INSTRUCTIONS FOR THE TASK:
Print the whole listing exactly.
--- START ---
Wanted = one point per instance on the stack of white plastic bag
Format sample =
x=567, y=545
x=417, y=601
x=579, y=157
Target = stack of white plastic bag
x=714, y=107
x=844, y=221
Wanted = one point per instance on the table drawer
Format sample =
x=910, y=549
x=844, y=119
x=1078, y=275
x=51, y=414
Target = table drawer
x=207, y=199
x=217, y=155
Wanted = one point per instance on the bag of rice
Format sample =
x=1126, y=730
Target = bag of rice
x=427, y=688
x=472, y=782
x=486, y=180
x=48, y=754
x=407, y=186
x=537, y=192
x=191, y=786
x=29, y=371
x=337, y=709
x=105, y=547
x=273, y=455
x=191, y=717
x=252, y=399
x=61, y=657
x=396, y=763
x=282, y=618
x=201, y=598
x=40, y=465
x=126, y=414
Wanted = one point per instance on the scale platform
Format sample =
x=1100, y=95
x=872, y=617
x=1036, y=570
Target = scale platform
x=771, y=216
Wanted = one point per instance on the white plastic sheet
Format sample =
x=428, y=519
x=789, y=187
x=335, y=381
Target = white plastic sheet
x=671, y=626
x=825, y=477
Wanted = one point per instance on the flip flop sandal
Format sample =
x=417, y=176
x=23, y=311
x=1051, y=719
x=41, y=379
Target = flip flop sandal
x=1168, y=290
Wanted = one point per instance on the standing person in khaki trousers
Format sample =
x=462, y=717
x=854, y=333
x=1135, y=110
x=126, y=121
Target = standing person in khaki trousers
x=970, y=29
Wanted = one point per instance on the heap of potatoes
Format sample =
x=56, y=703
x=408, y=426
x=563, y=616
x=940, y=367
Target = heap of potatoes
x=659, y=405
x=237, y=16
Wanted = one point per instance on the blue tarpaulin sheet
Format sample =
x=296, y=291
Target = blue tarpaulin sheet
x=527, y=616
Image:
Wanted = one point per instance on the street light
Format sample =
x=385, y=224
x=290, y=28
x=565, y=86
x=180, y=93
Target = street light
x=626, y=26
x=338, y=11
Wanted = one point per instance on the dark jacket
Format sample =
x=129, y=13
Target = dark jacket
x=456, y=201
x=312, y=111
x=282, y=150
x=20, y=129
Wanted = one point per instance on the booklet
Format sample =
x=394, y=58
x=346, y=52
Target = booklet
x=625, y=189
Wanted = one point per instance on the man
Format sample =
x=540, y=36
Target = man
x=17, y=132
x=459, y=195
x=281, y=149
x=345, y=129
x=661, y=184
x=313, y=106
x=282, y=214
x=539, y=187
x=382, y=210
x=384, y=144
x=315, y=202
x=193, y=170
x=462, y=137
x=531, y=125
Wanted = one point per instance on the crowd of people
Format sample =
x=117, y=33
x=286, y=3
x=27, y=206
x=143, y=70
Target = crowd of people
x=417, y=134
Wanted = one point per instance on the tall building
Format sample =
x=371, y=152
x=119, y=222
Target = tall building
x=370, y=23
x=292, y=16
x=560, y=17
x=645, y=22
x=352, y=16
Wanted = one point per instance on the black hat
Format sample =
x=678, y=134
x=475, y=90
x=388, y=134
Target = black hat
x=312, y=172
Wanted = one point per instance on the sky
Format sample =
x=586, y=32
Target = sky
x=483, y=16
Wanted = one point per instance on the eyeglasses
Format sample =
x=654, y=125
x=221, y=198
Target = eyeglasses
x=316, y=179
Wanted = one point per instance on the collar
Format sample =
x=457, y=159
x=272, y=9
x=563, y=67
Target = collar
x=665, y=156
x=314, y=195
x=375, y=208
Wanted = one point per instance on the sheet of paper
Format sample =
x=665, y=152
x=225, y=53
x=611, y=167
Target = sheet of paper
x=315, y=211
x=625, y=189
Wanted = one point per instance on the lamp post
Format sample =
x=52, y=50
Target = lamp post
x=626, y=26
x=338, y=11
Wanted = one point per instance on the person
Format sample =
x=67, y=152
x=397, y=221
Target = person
--- END ---
RESULT FOR THIS EXERCISE:
Wanted = one point per instance on the stack of white plastic bag
Format sample =
x=567, y=545
x=417, y=601
x=579, y=157
Target = stack of white plastic bag
x=714, y=107
x=844, y=221
Wanted = one point per instance on the table drawer
Format sample =
x=910, y=549
x=844, y=119
x=1078, y=275
x=51, y=414
Target = table drawer
x=207, y=199
x=217, y=155
Wanted = one point per instance on the bag of rice
Format sample =
x=1126, y=730
Target = bag of rice
x=427, y=688
x=472, y=782
x=486, y=180
x=48, y=754
x=407, y=186
x=537, y=192
x=191, y=786
x=29, y=371
x=337, y=709
x=105, y=547
x=273, y=455
x=191, y=717
x=252, y=399
x=61, y=657
x=396, y=763
x=282, y=618
x=201, y=598
x=40, y=465
x=126, y=414
Wanted = one point per instance on the scale platform
Format sample =
x=1100, y=95
x=872, y=617
x=1036, y=570
Target = scale platform
x=771, y=216
Wanted = one point per instance on the white plastic sheet
Format sample =
x=428, y=519
x=789, y=187
x=335, y=381
Target = white plastic sheet
x=671, y=626
x=825, y=477
Wanted = one point per instance on the flip flop sandal
Format sample =
x=417, y=176
x=23, y=311
x=1051, y=719
x=41, y=379
Target = flip flop sandal
x=1168, y=290
Wanted = one point per instance on the standing person in khaki trousers
Format sample =
x=462, y=717
x=854, y=333
x=1135, y=110
x=126, y=121
Target = standing person in khaki trousers
x=970, y=29
Wanted = one point per instance on the heap of potatoes
Format sample =
x=56, y=703
x=408, y=426
x=563, y=616
x=940, y=367
Target = heap of potatoes
x=659, y=405
x=237, y=16
Wanted = one point per instance on the blue tarpaulin sheet
Format sample =
x=296, y=291
Target = blue tarpaulin sheet
x=527, y=616
Image:
Wanted = one point per instance on the street light
Format sample =
x=385, y=224
x=290, y=28
x=565, y=86
x=180, y=93
Target = street light
x=626, y=26
x=338, y=11
Wanted = one point per instance on the dark jacket
Format sample =
x=129, y=13
Target = dark jacket
x=456, y=201
x=312, y=111
x=282, y=150
x=20, y=129
Wanted = one point per instance on the booklet
Format sample =
x=394, y=58
x=346, y=52
Target = booklet
x=625, y=189
Wanted = one point per instance on the man
Format sample =
x=540, y=36
Target = man
x=17, y=132
x=459, y=195
x=281, y=149
x=345, y=129
x=661, y=184
x=313, y=106
x=282, y=214
x=539, y=187
x=382, y=210
x=384, y=144
x=315, y=202
x=193, y=170
x=462, y=137
x=531, y=125
Wanted = one point per instance on the crowd of people
Format sample =
x=117, y=33
x=286, y=3
x=27, y=206
x=143, y=70
Target = crowd of people
x=417, y=134
Wanted = one point per instance on the tall building
Format sample =
x=371, y=152
x=119, y=222
Target = tall building
x=370, y=23
x=292, y=16
x=560, y=17
x=645, y=22
x=352, y=16
Wanted = one point per instance on the black hat
Format sample =
x=678, y=134
x=475, y=90
x=388, y=134
Target = black hat
x=312, y=172
Wanted = one point per instance on the sky
Format sample =
x=586, y=32
Target = sky
x=483, y=16
Wanted = one point per instance on the eyeglasses
Format sample =
x=654, y=125
x=221, y=198
Target = eyeglasses
x=316, y=179
Wanted = one point per instance on the collar
Format sample =
x=457, y=159
x=272, y=9
x=563, y=67
Target = collar
x=665, y=156
x=314, y=195
x=375, y=208
Wanted = one point per instance on the sheet of paper
Format sample =
x=665, y=152
x=225, y=53
x=611, y=167
Target = sheet of paper
x=315, y=211
x=625, y=189
Wanted = one point per instance on the lamp post
Format sample =
x=52, y=50
Target = lamp post
x=626, y=26
x=338, y=11
Wanted = one point per instance on the person
Format sample =
x=67, y=152
x=397, y=221
Target = person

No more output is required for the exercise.